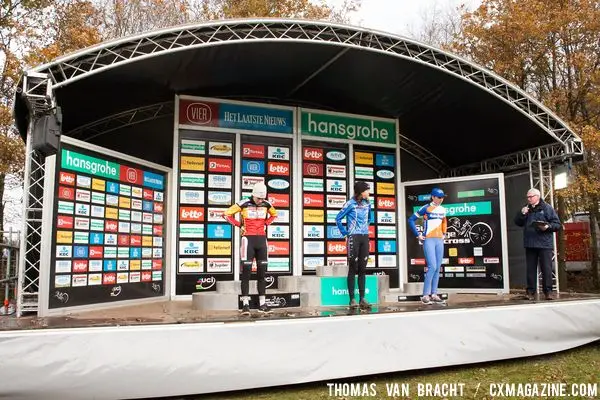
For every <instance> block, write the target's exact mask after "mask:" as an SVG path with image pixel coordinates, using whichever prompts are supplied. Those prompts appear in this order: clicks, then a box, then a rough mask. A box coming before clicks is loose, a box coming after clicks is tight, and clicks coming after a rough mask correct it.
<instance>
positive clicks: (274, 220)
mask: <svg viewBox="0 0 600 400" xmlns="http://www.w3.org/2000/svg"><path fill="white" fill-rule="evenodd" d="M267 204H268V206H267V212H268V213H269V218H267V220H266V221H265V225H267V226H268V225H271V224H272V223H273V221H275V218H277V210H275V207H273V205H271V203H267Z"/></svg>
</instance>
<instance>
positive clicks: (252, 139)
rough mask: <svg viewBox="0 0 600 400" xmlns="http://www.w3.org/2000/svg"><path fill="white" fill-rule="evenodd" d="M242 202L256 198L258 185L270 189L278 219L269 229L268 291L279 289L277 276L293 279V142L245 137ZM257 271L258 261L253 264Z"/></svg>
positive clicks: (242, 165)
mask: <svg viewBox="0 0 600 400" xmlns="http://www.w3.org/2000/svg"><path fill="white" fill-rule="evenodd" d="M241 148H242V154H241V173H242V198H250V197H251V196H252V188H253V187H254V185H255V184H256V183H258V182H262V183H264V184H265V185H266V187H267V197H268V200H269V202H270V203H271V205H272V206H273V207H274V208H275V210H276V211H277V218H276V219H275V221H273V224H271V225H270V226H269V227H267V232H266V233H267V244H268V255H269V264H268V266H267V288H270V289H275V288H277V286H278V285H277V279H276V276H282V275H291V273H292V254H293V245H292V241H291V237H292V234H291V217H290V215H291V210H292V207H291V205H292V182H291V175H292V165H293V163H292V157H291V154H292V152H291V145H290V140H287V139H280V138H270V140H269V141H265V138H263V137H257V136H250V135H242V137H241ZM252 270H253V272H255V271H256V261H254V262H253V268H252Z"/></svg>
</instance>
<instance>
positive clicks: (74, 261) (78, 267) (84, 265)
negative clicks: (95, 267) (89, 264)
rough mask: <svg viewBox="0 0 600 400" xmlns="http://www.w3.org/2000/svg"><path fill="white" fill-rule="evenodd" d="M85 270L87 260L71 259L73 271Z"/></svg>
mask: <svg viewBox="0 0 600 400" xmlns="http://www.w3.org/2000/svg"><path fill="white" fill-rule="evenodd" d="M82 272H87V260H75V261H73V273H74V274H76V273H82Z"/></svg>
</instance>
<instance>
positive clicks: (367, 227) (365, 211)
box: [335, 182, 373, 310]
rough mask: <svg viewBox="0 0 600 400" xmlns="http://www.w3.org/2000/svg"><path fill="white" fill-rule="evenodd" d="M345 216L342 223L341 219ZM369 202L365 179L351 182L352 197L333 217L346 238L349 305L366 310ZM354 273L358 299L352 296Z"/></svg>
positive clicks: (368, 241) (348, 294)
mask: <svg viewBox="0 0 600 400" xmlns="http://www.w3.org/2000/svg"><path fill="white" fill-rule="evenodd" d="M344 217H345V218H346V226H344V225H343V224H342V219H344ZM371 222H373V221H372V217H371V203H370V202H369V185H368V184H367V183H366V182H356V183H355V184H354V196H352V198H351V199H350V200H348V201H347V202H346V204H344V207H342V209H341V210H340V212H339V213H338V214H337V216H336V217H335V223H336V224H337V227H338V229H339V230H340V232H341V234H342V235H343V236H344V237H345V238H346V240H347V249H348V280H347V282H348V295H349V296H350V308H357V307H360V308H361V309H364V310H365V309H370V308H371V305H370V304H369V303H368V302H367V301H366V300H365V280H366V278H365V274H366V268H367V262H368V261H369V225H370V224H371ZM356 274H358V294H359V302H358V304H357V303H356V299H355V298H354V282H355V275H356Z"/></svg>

================================

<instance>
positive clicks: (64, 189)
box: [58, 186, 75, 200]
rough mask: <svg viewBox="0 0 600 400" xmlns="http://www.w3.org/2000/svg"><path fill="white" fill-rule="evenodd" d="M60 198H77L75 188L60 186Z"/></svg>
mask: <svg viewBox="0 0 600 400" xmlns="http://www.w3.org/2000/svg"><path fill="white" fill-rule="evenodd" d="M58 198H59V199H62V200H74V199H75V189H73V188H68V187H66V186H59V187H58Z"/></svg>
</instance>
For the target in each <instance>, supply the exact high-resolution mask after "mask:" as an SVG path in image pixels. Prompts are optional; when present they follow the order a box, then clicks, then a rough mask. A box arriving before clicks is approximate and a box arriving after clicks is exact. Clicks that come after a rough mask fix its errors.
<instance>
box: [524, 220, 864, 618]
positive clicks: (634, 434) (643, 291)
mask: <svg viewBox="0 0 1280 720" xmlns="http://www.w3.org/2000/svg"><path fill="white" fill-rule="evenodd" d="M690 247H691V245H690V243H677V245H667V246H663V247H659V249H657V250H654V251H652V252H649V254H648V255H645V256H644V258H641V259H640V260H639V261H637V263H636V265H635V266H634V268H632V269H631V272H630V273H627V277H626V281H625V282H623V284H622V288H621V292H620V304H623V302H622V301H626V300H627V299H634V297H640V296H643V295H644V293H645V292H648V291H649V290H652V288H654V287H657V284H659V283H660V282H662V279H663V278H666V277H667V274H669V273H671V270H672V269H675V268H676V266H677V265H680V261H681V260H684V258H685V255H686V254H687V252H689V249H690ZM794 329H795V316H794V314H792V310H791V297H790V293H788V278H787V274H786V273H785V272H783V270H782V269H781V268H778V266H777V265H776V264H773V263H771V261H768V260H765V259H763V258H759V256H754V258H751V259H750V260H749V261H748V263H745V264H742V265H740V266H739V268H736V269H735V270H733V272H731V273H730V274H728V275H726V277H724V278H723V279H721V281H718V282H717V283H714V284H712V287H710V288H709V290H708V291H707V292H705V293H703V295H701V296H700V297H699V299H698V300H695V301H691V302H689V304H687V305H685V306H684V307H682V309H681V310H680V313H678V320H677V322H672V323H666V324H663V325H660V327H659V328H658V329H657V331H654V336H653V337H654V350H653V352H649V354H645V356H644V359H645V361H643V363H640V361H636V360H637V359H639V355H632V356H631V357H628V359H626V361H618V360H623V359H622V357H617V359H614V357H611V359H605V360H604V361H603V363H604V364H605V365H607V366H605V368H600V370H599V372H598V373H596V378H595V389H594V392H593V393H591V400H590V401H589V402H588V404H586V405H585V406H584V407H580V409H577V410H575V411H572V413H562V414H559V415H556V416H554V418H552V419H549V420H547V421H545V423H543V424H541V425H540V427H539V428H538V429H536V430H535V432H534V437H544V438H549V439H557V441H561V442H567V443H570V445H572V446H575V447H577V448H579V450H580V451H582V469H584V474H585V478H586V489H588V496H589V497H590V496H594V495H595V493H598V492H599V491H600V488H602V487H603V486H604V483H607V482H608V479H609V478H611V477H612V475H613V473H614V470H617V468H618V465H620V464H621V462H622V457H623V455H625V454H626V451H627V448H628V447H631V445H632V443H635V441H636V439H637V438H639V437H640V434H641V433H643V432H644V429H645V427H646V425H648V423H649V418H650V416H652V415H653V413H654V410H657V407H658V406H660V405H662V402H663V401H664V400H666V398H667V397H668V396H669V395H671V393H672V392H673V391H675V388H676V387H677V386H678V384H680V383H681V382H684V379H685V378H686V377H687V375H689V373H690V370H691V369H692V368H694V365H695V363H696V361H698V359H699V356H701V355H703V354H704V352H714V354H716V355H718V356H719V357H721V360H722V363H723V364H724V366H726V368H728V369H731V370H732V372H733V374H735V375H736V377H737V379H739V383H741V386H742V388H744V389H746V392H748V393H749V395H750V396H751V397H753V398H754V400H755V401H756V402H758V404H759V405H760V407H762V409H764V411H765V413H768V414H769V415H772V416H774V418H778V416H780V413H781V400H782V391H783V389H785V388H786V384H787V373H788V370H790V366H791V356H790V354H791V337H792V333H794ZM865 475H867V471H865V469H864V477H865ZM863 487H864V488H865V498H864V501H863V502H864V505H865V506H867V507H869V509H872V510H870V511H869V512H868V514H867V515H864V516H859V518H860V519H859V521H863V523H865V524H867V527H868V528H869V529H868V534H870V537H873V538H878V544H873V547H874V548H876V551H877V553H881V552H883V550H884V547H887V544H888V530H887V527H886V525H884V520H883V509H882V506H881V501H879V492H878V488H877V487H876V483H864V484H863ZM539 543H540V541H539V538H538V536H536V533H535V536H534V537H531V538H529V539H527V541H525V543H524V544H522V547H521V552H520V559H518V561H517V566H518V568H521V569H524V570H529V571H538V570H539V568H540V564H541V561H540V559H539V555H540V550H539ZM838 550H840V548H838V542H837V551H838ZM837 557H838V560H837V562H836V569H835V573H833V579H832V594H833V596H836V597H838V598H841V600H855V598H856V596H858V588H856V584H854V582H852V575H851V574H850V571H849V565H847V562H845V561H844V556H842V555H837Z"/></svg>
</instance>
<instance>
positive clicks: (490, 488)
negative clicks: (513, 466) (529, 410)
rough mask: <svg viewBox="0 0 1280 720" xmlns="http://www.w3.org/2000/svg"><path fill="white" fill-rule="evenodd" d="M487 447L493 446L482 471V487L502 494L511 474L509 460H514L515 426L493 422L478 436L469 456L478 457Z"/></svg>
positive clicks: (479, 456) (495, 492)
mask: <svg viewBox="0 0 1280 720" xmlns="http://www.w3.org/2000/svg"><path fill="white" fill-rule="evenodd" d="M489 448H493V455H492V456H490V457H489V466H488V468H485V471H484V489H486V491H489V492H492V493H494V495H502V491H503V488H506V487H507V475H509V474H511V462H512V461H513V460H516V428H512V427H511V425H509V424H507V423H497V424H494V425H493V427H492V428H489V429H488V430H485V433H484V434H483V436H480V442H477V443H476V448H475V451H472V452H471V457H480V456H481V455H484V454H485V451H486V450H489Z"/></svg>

================================

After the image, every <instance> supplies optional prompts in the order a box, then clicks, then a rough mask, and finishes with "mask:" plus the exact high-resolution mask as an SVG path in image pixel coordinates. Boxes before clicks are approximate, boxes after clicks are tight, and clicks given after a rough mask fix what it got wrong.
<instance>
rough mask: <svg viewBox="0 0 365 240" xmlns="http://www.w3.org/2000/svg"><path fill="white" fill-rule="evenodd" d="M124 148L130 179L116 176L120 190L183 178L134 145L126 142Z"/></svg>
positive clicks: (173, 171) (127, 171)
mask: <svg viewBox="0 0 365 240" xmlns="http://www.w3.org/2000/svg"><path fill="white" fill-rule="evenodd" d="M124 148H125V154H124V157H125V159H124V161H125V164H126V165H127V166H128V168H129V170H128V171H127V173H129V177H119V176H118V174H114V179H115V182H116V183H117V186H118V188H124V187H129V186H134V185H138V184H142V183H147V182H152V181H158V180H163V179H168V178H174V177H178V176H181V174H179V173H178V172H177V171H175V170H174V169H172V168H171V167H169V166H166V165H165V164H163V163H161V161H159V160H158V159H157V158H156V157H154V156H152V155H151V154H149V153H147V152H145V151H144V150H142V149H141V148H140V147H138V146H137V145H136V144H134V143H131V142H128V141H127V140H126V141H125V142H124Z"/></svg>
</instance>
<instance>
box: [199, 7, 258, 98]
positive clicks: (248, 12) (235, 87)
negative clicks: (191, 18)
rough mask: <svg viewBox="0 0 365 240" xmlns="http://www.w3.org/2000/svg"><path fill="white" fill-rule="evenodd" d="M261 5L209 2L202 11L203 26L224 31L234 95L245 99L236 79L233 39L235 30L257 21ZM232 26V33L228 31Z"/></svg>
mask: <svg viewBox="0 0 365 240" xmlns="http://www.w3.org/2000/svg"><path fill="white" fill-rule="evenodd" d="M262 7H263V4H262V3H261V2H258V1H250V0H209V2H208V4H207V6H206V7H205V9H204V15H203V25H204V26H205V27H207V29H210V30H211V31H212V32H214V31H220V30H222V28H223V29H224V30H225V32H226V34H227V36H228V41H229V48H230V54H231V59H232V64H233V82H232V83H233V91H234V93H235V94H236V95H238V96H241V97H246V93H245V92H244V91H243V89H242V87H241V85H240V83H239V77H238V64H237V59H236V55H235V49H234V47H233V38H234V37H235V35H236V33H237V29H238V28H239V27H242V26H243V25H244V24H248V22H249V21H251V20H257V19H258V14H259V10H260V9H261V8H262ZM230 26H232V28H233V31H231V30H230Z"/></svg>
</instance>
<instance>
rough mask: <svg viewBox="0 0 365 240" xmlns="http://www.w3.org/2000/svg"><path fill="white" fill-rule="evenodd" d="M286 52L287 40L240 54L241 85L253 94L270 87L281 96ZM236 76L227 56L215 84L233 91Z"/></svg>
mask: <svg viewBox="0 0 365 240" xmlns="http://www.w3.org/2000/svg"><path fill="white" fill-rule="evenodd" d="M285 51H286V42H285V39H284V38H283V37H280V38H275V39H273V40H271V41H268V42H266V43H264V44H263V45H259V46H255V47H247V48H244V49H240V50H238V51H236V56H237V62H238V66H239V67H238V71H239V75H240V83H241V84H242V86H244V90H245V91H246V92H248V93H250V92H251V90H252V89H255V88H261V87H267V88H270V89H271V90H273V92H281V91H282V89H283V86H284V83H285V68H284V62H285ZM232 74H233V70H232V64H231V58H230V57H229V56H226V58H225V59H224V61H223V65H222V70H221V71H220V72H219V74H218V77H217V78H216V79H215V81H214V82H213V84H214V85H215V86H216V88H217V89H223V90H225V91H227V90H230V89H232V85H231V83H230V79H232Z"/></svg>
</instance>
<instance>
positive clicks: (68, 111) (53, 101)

================================

● WHAT THE TASK ASKS: Out of the listing above, reproduce exactly the lines from the one with "For every <instance>" up to and including the one with "negative clicks: (95, 267) (89, 264)".

● RESPONSE:
For every <instance> block, write the target's exact mask after "mask:" as an SVG path with image pixel coordinates, using whichever prompts are supplied. Those prompts appear in this order: clicks, then a box, then a rough mask. A box coming before clicks is loose, a box coming after clicks is tight, and clicks coming after a rough mask correct it.
<instance>
positive clicks: (274, 220)
mask: <svg viewBox="0 0 600 400" xmlns="http://www.w3.org/2000/svg"><path fill="white" fill-rule="evenodd" d="M267 204H268V206H267V212H268V213H269V218H267V220H266V221H265V225H267V226H268V225H271V224H272V223H273V221H275V218H277V210H275V207H273V205H271V203H267Z"/></svg>
</instance>
<instance>
positive clicks: (252, 139)
rough mask: <svg viewBox="0 0 600 400" xmlns="http://www.w3.org/2000/svg"><path fill="white" fill-rule="evenodd" d="M242 202L256 198L258 185L270 189L278 219L269 229L268 291L279 289L277 276L293 279V142L245 137ZM257 271L258 261L253 264Z"/></svg>
positive clicks: (242, 165)
mask: <svg viewBox="0 0 600 400" xmlns="http://www.w3.org/2000/svg"><path fill="white" fill-rule="evenodd" d="M241 148H242V154H241V173H242V198H250V197H251V196H252V188H253V187H254V185H255V184H256V183H258V182H262V183H264V184H265V185H266V187H267V197H268V200H269V202H270V203H271V205H272V206H273V207H274V208H275V210H276V211H277V218H276V219H275V221H273V224H271V225H270V226H269V227H267V232H266V233H267V244H268V255H269V264H268V266H267V288H270V289H275V288H277V286H278V285H277V279H276V276H282V275H291V273H292V254H293V245H292V241H291V237H292V234H291V217H290V215H291V210H292V207H291V205H292V182H291V175H292V165H293V163H292V157H291V154H292V152H291V145H290V140H287V139H280V138H270V140H269V141H265V138H263V137H257V136H250V135H242V137H241ZM252 270H253V272H255V271H256V261H254V262H253V268H252Z"/></svg>
</instance>
<instance>
positive clicks: (74, 261) (78, 267) (84, 265)
negative clicks: (95, 267) (89, 264)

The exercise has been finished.